**What you are asked to do**
Reproduce nothing but the lines from the one with "Query: bus window" down to the last line of the data below.

**Available records**
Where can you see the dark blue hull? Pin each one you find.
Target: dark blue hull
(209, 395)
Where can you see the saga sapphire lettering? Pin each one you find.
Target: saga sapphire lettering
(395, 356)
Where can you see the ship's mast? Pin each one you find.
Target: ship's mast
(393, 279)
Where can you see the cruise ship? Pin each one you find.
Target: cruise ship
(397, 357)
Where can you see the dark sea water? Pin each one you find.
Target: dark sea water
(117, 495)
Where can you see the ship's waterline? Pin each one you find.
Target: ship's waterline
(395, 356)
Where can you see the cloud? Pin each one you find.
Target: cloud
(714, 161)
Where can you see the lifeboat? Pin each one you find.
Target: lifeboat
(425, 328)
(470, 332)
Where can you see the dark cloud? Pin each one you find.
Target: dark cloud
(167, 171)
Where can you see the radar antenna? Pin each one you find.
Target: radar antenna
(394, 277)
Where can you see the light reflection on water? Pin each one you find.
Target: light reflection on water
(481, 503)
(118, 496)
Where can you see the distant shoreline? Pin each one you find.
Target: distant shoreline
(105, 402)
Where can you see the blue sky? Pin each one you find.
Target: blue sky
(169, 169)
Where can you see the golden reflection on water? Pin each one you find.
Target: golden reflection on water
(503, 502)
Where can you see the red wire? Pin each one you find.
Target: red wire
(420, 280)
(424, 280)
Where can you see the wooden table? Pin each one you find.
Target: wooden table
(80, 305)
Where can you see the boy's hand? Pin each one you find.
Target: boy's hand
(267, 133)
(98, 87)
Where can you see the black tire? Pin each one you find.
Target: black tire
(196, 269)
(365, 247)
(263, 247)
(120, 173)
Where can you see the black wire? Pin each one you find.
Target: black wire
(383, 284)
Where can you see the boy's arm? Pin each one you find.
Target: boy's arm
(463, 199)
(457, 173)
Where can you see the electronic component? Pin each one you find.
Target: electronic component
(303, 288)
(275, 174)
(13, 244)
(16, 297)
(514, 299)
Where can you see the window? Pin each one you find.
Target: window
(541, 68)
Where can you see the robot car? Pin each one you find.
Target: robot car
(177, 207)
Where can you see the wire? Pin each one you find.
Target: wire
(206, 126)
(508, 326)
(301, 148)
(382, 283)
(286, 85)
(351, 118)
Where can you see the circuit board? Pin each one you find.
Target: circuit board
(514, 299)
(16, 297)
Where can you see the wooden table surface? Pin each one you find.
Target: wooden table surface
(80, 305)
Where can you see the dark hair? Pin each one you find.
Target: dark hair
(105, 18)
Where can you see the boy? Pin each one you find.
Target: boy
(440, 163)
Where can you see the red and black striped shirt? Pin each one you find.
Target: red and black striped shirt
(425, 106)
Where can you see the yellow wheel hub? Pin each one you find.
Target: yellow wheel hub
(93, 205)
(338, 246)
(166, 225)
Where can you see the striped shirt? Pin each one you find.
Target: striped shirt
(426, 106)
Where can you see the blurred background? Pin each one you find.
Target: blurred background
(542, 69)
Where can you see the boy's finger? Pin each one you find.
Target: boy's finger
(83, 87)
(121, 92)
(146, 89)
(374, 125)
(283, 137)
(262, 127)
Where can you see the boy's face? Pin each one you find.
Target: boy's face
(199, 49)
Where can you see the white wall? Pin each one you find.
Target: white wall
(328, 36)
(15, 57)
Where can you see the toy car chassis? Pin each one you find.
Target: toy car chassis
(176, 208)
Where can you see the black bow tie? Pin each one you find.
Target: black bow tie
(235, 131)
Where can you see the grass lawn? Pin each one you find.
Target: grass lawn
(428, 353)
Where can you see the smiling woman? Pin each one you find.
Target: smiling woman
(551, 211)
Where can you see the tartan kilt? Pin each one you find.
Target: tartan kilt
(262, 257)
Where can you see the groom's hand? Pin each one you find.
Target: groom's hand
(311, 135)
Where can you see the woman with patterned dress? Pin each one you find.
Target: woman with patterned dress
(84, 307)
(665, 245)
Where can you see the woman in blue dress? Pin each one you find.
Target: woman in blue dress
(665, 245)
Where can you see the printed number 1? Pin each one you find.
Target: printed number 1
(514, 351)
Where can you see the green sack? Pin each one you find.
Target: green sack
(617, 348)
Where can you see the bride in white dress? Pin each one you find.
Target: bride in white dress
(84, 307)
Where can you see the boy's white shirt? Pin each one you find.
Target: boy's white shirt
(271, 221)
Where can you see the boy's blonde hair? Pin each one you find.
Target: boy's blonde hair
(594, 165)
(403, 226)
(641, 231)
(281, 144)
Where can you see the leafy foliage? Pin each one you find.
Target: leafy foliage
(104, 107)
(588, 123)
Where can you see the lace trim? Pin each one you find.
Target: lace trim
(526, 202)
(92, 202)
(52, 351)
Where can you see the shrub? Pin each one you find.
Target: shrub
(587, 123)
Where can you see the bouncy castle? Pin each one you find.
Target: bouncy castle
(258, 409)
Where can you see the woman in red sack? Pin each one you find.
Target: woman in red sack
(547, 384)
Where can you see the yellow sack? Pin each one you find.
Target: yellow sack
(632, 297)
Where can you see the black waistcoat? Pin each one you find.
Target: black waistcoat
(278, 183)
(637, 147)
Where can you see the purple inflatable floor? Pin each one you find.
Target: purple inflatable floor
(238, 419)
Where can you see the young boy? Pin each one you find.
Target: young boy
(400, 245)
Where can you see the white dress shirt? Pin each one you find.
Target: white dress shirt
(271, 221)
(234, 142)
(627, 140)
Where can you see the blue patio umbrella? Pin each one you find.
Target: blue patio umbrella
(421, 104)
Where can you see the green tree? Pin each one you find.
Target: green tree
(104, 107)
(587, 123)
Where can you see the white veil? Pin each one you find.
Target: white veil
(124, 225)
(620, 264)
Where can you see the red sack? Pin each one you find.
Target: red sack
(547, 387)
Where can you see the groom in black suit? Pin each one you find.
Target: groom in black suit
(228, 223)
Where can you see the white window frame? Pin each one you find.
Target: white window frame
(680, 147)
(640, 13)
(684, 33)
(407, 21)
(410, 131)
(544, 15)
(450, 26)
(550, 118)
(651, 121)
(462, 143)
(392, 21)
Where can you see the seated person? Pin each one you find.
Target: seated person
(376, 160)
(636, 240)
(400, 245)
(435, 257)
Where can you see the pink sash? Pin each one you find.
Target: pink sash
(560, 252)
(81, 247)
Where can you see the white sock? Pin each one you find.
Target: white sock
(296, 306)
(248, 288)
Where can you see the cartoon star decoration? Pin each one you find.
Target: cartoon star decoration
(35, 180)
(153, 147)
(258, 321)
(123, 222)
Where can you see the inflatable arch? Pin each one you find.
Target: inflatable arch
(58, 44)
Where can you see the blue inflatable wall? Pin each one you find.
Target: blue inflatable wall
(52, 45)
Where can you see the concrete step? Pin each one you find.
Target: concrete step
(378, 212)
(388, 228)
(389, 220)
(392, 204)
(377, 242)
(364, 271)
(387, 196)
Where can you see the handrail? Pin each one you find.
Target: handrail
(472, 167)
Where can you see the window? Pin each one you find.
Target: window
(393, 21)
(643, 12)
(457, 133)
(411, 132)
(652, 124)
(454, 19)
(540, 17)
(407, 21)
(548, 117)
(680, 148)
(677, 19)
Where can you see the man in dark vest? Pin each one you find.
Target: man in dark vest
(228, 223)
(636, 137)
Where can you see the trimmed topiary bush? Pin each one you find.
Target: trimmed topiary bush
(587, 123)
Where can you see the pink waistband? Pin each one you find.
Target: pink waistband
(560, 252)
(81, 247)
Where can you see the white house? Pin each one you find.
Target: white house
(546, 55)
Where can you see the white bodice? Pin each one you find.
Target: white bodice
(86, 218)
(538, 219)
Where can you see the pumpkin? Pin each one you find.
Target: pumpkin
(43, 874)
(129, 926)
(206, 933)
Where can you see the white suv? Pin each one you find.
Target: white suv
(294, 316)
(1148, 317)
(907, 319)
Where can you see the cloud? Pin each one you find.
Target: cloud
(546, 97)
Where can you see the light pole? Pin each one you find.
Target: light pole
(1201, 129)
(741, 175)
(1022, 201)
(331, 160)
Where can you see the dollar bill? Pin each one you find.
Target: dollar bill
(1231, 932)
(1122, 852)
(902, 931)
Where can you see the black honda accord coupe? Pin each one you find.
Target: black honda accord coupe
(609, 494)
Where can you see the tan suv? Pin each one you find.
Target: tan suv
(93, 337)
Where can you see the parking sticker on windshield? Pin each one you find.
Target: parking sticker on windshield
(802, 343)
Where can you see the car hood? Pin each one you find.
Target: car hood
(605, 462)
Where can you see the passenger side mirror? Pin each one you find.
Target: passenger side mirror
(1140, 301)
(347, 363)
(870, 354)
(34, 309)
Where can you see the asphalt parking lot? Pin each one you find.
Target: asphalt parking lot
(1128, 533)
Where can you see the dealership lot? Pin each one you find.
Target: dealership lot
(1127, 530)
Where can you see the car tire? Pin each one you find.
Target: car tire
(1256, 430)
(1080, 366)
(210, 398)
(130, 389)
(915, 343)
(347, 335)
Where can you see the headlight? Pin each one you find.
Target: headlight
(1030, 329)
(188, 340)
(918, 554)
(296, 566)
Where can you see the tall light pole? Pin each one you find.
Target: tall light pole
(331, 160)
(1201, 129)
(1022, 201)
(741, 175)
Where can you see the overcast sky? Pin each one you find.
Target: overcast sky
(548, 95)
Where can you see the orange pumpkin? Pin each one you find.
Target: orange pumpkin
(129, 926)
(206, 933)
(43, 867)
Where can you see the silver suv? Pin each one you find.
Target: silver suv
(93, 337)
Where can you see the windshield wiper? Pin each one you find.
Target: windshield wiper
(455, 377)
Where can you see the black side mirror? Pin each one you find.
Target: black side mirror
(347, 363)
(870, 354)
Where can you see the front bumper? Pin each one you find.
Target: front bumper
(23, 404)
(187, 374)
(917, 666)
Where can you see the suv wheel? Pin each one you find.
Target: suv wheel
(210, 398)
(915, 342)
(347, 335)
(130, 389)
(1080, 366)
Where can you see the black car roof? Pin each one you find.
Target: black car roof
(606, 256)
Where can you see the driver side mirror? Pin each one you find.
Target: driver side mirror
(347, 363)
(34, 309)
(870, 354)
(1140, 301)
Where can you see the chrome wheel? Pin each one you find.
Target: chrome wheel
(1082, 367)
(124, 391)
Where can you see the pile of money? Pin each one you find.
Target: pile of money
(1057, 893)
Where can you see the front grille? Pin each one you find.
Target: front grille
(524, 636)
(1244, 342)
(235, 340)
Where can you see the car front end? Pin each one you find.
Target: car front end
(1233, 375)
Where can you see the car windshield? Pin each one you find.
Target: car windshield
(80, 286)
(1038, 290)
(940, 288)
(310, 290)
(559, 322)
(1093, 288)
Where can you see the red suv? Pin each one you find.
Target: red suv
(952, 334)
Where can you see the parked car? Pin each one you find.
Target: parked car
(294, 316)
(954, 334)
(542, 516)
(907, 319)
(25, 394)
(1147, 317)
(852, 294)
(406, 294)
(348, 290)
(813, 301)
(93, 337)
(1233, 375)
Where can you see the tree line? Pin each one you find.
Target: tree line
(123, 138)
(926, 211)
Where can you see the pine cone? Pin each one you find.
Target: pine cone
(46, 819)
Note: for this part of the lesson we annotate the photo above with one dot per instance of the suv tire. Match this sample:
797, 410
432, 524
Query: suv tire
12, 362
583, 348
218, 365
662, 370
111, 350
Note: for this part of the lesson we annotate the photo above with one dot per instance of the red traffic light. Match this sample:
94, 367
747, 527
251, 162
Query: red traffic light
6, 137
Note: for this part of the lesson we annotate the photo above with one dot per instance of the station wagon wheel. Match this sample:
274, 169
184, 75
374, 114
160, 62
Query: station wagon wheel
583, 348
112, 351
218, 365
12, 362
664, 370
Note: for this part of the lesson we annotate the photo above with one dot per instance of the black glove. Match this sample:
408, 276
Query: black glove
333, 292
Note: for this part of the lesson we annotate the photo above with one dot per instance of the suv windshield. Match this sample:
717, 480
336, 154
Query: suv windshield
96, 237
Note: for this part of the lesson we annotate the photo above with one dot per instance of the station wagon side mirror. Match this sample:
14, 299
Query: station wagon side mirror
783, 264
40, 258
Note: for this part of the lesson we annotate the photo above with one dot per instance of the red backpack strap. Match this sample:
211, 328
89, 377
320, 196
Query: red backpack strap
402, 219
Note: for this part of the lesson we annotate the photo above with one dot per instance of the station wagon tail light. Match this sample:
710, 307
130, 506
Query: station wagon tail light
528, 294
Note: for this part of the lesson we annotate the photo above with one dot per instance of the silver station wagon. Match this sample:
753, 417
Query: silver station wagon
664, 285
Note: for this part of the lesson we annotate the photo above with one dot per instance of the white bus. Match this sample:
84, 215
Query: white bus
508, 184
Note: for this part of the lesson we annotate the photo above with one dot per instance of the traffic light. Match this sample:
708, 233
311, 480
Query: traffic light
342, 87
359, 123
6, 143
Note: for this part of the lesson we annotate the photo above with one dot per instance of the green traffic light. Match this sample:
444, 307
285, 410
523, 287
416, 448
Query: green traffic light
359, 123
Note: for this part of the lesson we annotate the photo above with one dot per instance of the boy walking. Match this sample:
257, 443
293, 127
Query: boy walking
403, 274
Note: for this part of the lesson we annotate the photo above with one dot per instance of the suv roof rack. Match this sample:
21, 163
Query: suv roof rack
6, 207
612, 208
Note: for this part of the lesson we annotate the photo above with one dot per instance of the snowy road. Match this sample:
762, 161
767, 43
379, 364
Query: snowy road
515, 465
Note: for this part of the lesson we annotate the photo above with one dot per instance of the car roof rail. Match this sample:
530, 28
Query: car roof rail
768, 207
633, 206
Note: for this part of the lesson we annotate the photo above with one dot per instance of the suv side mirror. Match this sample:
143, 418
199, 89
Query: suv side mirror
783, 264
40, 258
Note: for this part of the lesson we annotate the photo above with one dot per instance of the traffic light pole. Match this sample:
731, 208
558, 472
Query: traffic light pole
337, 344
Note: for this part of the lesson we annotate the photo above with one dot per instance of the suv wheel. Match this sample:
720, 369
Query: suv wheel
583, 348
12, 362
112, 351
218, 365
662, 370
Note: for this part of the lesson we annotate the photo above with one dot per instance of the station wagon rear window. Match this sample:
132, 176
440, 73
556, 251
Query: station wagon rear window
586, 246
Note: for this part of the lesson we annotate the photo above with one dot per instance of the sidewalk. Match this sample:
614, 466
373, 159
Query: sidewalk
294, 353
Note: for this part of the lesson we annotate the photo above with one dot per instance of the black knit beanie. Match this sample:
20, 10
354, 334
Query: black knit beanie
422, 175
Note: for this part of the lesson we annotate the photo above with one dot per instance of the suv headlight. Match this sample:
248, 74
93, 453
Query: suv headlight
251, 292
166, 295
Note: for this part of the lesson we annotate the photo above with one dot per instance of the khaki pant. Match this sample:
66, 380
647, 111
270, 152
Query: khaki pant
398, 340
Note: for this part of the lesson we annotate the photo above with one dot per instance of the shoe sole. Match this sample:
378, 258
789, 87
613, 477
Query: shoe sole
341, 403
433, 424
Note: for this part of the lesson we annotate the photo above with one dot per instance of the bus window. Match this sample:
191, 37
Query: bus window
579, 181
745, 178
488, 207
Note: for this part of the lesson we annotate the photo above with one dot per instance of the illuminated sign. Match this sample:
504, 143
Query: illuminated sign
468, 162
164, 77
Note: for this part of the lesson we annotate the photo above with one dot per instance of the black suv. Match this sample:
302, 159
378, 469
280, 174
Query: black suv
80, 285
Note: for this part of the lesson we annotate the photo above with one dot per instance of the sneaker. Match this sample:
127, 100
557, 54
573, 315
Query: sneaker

**Result of this exercise**
Query: bus window
579, 181
745, 178
488, 207
Note: for this part of the lesson we annotate the photo above with one dot per instance of the illuminated sign. Match this sample:
504, 143
Query: illuminated sign
468, 162
164, 77
Note: for this part of the lesson we annotate the photo above with one dot per instance of the black suv. Match this sample:
302, 159
378, 469
280, 174
Query: black suv
80, 285
Note: for this part of the lesson we annotate the photo above with one dot per instance of the sneaker. Match this sample:
127, 100
557, 54
573, 315
Query: sneaker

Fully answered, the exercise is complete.